What you are asked to do -> Reproduce the records from the line containing "formatted like [231,153]." through the line containing "Target: flagpole", requests included, and lower every coordinate in the answers by 10. Leave the format samples inside the requests unchanged.

--- BEGIN Records to process ---

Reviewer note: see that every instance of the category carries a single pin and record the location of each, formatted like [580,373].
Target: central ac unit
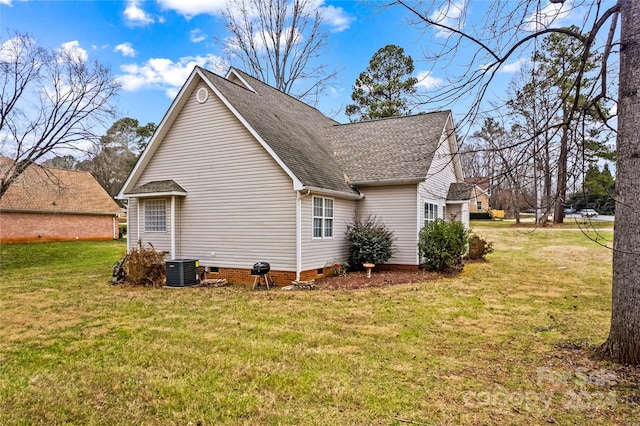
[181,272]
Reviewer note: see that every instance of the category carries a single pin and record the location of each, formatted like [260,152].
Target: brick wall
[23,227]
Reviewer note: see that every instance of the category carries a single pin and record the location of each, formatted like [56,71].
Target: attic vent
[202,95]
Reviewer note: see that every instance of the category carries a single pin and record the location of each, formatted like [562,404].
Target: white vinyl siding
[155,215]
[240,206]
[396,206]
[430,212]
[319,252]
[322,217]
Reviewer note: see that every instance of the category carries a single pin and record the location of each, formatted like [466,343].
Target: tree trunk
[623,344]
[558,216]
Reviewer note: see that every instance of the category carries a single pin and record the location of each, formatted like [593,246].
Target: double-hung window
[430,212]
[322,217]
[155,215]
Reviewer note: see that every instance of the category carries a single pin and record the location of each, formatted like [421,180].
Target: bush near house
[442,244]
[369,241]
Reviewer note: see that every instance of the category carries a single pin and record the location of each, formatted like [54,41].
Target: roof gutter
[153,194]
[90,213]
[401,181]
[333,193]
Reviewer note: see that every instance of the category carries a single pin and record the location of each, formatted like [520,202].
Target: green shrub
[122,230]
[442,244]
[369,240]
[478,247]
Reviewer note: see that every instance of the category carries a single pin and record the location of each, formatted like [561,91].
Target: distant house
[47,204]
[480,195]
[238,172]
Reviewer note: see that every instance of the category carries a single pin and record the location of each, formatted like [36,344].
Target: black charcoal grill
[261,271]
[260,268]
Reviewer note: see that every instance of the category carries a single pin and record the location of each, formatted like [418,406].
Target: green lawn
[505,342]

--- END Records to process ---
--- BEGIN Records to process ---

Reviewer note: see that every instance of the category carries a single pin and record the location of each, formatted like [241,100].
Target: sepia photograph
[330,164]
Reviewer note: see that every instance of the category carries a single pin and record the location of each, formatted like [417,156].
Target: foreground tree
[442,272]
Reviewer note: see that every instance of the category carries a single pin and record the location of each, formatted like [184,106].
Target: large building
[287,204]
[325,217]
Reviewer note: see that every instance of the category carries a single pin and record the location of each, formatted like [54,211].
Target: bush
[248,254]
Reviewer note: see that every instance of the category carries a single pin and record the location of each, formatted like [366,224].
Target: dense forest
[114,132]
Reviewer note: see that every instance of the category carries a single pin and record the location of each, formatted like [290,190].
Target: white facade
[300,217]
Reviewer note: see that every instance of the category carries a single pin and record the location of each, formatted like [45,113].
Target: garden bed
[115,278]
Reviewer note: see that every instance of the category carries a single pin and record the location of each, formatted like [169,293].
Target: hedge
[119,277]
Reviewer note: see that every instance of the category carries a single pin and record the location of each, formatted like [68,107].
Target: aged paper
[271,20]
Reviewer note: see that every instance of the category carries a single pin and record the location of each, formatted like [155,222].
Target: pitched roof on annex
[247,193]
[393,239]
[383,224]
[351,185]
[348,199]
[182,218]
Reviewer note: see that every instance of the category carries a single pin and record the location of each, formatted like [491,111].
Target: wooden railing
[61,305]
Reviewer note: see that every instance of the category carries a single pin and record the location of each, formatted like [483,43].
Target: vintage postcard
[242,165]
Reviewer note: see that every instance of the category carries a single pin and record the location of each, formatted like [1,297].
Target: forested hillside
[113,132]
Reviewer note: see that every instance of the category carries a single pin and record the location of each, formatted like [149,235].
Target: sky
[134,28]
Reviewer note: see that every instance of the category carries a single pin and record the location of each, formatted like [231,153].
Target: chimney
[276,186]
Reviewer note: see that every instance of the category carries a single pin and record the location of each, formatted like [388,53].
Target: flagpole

--- END Records to process ---
--- BEGIN Records to process ---

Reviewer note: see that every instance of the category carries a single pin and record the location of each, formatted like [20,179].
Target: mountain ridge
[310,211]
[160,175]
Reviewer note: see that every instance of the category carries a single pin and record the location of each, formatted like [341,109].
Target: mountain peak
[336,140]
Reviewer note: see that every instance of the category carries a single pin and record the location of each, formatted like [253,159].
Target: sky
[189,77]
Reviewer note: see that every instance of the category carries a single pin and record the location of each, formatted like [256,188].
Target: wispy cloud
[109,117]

--- END Records to process ---

Answer for the task ->
Reviewer note: see that every instance of the category carries a single pin and record the location of each, formatted like [231,153].
Target: chimney
[266,176]
Reviewer note: see that every instance of the category carries a single pin and record the location of each, formatted like [388,53].
Target: flagpole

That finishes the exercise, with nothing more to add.